> **Supplied passage**

My activist days are pretty much behind me. I am no less passionate about my politics, but I am much less apt to do much about them except vote. For a decade I worked at a non-profit that lobbied Congress on world hunger issues, and even though I was just the office manager (and sometime receptionist), I proudly counted that toward my liberal bonafides.
The 1993 March on Washington was life changing. I marched with my church, and somehow, in a crowd of a million or more, I ran into every single person who had been important in my life as a gay man.
Truth is, I was never much of an activist. I’m not big on demonstrations (I’ve been to three in all, and the last one gave me heatstroke). I think the best politics are local and personal, anyway.
I remember one morning I had breakfast at my favorite diner in the little Vermont town of Poultney. It was during the height of the controversy over civil unions. Signs telling citizens to “Take Back Vermont” from the liberals were everywhere, and gay rights were a frequent topic of conversation.
As I waited at the cash register to pay my bill, next to a native Vermonter (or so I assume from the John Deere cap and the Vermont accent) who was seated at the counter, we struck up a conversation with one another. He was reading the Rutland Herald, and he pointed to a headline about the impending civil unions vote. “Somethin’, ain’ it?” he said.
“Sure is,” I said. “I’m for it, ya know. Civil unions.”
He looked surprised, then frowned. “Well, I don’t wanna see ’em walkin’ down the street kissin’ and stuff.”
“Neither do I,” I said. “Then again, I don’t want to see straight people making out on the streets either. Some things are better done in private.”
He laughed. “I think you’re right. But I don’t know about this whole marriage business. Civil unions and stuff. ’Course, I really don’t know any gays.”
“Well,” I said, “I bet you do. You served in the military, didn’t you?”
He nodded. “Navy,” he replied. “Naval carrier.”
“Think back to your time in the service. I’ll bet you can remember one or two of your buddies who weren’t interested in going out to find girls everytime you got into port. Maybe they weren’t quite as rugged as some of the other guys, but you still got along with them, right?”
“Yup, I can think of two guys right offhand. One was my best buddy in the service.”
“Have you kept in touch over the years?”
“Yeah, got a Christmas card from him this year. He never got married….” You could see the wheels beginning to turn. “You don’t think…?”
“I do. Now let’s say your buddy fell in love, found someone to share his life with. Don’t you think he deserves the same rights you have?”
“Well, like if he got sick and went into the hospital. Don’t you think his partner should be able to make medical decisions for him, the way your wife could do for you? And what about when you die. You’ll have provided for her, right? Shouldn’t your friend be able to do the same for his partner?”
“Yeah, you’re right.”
“That’s all they’re asking for in this civil unions thing. Not special rights, just regular, everyday rights.”

> **Extracted data**

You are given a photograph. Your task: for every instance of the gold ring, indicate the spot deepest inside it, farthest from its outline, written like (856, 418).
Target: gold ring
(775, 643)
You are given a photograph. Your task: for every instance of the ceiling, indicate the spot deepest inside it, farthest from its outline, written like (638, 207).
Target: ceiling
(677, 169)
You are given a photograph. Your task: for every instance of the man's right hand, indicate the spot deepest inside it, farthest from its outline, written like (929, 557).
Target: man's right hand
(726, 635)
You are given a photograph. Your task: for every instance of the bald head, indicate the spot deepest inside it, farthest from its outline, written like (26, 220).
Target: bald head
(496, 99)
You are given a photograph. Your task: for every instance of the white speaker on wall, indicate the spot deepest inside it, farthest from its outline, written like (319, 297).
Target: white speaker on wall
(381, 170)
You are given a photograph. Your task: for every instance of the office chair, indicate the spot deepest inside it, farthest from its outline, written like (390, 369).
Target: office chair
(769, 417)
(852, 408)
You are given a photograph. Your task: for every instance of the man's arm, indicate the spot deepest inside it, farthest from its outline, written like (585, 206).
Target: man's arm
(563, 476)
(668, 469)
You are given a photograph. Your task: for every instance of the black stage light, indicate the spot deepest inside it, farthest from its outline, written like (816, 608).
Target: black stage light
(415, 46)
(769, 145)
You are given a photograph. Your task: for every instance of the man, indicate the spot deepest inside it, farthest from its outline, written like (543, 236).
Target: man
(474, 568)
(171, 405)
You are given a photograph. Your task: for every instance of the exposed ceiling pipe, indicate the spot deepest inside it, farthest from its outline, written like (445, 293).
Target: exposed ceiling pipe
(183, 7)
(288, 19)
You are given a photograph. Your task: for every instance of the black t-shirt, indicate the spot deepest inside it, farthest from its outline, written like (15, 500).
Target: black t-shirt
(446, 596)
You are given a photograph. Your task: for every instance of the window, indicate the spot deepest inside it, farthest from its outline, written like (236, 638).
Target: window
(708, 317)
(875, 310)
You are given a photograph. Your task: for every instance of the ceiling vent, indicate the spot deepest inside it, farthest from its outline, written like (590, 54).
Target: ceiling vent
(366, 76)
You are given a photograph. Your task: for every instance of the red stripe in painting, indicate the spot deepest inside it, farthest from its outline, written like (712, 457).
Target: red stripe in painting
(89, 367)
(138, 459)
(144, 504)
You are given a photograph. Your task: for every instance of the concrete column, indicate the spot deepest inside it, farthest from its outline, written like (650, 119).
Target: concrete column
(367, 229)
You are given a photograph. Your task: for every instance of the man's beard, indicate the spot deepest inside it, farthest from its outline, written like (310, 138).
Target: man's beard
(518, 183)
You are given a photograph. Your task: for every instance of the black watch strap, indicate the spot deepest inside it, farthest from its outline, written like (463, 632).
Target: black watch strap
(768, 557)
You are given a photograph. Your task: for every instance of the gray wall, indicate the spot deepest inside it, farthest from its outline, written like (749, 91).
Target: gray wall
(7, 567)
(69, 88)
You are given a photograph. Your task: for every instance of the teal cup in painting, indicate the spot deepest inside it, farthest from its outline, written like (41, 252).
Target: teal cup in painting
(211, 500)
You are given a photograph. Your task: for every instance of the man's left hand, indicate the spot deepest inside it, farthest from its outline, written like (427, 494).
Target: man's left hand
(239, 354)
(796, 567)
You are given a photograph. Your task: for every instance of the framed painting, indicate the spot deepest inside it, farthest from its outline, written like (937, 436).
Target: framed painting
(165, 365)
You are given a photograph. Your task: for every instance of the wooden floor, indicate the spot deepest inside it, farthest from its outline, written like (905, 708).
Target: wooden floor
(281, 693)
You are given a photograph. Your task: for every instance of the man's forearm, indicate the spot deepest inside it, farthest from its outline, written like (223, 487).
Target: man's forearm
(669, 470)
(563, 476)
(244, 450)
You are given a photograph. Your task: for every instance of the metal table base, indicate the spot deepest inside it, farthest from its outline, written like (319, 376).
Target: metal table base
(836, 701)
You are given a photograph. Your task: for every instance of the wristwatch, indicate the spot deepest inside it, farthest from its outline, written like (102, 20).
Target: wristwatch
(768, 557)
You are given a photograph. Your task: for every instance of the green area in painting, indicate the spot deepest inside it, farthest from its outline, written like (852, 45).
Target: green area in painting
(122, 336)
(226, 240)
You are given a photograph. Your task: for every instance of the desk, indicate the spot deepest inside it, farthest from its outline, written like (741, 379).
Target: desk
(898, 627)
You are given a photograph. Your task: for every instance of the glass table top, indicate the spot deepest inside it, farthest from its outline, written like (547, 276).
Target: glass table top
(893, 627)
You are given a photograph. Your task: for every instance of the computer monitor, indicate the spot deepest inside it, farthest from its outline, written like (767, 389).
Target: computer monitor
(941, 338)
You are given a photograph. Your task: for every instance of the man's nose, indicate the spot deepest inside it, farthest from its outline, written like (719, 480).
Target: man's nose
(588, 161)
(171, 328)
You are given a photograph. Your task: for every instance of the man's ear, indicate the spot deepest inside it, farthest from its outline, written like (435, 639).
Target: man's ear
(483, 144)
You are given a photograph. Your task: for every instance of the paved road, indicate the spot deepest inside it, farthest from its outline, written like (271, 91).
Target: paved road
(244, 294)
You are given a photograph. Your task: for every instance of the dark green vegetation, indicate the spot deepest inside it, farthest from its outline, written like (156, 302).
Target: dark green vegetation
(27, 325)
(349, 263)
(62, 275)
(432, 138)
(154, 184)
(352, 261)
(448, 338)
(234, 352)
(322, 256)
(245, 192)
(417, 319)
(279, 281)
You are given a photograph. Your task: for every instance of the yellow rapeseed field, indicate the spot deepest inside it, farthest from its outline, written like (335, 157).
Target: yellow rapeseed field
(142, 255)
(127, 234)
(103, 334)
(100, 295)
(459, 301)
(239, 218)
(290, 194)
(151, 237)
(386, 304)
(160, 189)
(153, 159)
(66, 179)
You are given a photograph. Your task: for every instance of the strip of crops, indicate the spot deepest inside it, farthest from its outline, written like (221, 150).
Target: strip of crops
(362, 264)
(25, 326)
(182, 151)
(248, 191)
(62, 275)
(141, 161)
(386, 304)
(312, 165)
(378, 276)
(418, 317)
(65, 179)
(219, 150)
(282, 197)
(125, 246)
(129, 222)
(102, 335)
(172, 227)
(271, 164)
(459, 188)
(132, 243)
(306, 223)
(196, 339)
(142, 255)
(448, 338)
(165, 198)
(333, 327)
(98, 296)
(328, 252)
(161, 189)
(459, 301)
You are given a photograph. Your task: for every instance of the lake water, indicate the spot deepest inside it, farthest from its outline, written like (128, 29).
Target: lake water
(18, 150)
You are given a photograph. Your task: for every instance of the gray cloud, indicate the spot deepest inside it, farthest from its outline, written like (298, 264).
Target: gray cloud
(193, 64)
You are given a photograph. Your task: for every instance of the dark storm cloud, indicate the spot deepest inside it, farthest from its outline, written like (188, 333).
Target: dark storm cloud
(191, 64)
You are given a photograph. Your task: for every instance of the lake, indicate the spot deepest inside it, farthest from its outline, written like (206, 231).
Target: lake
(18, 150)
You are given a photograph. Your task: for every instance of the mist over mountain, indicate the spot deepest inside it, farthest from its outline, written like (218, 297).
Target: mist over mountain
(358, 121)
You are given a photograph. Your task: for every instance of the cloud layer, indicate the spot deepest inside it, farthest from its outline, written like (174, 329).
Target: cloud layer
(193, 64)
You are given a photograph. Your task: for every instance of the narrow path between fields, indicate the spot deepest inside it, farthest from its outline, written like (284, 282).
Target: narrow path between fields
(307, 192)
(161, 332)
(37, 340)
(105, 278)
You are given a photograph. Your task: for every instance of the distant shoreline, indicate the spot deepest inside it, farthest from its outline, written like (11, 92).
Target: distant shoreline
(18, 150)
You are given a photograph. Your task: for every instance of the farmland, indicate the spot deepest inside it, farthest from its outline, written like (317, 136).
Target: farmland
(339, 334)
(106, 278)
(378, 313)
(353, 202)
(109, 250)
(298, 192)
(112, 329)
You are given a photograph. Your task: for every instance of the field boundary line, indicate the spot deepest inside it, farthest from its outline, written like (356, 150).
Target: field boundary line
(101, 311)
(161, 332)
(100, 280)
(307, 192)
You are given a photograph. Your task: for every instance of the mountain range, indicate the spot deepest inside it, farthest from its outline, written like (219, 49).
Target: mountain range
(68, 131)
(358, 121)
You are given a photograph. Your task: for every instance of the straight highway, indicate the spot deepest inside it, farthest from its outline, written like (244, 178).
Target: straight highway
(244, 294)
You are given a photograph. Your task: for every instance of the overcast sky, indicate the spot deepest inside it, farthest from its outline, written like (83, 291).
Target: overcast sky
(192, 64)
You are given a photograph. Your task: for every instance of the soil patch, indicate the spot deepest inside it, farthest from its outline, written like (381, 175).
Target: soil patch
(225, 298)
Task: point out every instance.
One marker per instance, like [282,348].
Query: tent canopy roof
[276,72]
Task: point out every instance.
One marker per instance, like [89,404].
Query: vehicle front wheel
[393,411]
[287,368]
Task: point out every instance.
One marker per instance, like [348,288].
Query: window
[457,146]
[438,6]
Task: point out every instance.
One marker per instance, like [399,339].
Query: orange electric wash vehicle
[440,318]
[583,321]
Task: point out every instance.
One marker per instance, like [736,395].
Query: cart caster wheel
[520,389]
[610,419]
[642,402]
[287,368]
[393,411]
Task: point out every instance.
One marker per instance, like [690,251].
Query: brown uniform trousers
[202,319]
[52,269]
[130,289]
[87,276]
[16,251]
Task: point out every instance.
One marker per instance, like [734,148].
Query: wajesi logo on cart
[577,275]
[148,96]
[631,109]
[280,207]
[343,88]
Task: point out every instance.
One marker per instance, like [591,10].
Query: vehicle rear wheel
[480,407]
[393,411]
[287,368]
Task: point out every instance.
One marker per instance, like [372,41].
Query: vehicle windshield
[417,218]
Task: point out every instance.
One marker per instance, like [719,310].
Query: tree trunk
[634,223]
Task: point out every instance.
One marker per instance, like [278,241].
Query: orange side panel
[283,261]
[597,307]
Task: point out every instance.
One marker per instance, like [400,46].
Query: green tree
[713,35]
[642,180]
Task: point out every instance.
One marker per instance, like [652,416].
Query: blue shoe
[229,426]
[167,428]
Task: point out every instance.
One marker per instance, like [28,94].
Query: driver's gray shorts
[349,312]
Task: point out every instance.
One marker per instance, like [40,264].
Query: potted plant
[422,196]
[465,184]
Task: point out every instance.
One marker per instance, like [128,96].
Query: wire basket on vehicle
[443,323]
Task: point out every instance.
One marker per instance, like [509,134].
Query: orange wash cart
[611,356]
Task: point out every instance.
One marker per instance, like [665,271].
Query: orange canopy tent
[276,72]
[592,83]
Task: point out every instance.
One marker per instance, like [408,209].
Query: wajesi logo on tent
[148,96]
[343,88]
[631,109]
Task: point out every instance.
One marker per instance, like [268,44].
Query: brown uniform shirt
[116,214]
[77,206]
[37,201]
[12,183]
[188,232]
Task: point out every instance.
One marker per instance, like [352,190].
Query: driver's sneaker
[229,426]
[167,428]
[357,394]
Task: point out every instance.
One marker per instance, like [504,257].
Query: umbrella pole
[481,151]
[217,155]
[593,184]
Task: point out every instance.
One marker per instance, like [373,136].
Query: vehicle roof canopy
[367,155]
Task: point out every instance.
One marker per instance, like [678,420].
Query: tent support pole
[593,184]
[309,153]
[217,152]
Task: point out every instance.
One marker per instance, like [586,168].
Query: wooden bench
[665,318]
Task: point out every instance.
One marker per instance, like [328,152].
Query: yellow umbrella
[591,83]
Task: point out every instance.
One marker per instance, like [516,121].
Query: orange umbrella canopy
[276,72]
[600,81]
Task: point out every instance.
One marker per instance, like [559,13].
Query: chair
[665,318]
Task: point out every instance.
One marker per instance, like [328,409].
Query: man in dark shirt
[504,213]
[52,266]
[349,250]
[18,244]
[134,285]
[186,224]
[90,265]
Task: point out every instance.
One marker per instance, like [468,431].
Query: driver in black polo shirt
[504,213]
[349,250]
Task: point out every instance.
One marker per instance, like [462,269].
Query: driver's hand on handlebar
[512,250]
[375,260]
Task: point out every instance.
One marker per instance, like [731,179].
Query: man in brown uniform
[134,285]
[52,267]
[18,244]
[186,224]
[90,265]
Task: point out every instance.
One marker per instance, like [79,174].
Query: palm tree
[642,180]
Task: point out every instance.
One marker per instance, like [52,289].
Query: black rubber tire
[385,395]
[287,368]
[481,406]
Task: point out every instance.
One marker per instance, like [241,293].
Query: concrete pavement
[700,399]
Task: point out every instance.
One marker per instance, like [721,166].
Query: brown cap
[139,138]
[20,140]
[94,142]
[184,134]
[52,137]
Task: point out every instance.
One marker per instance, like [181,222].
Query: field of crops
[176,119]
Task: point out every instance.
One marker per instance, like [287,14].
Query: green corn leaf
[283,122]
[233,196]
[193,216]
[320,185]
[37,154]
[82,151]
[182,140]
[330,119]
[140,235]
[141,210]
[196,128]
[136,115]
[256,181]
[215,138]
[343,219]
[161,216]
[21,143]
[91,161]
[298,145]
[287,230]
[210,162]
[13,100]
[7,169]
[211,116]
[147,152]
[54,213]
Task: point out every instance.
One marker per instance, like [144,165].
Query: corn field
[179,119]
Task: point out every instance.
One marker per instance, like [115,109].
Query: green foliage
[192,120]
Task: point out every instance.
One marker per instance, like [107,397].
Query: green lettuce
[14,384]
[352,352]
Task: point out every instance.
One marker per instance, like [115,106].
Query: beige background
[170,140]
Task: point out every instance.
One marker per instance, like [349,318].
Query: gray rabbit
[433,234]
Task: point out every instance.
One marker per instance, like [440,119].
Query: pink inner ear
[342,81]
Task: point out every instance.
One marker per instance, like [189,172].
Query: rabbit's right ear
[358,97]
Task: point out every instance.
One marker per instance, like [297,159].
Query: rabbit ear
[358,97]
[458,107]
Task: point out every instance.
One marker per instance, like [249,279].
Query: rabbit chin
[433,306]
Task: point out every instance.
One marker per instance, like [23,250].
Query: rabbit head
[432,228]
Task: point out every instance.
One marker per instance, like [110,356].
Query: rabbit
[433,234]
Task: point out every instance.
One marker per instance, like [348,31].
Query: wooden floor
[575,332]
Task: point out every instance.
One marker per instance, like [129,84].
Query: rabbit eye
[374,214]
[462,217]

> **What this task involves**
In the civil unions essay, swap "diner" for "café" and write out the part between "The 1993 March" and "topic of conversation.", inclusive.

> **Answer space**
The 1993 March on Washington was life changing. I marched with my church, and somehow, in a crowd of a million or more, I ran into every single person who had been important in my life as a gay man.
Truth is, I was never much of an activist. I’m not big on demonstrations (I’ve been to three in all, and the last one gave me heatstroke). I think the best politics are local and personal, anyway.
I remember one morning I had breakfast at my favorite café in the little Vermont town of Poultney. It was during the height of the controversy over civil unions. Signs telling citizens to “Take Back Vermont” from the liberals were everywhere, and gay rights were a frequent topic of conversation.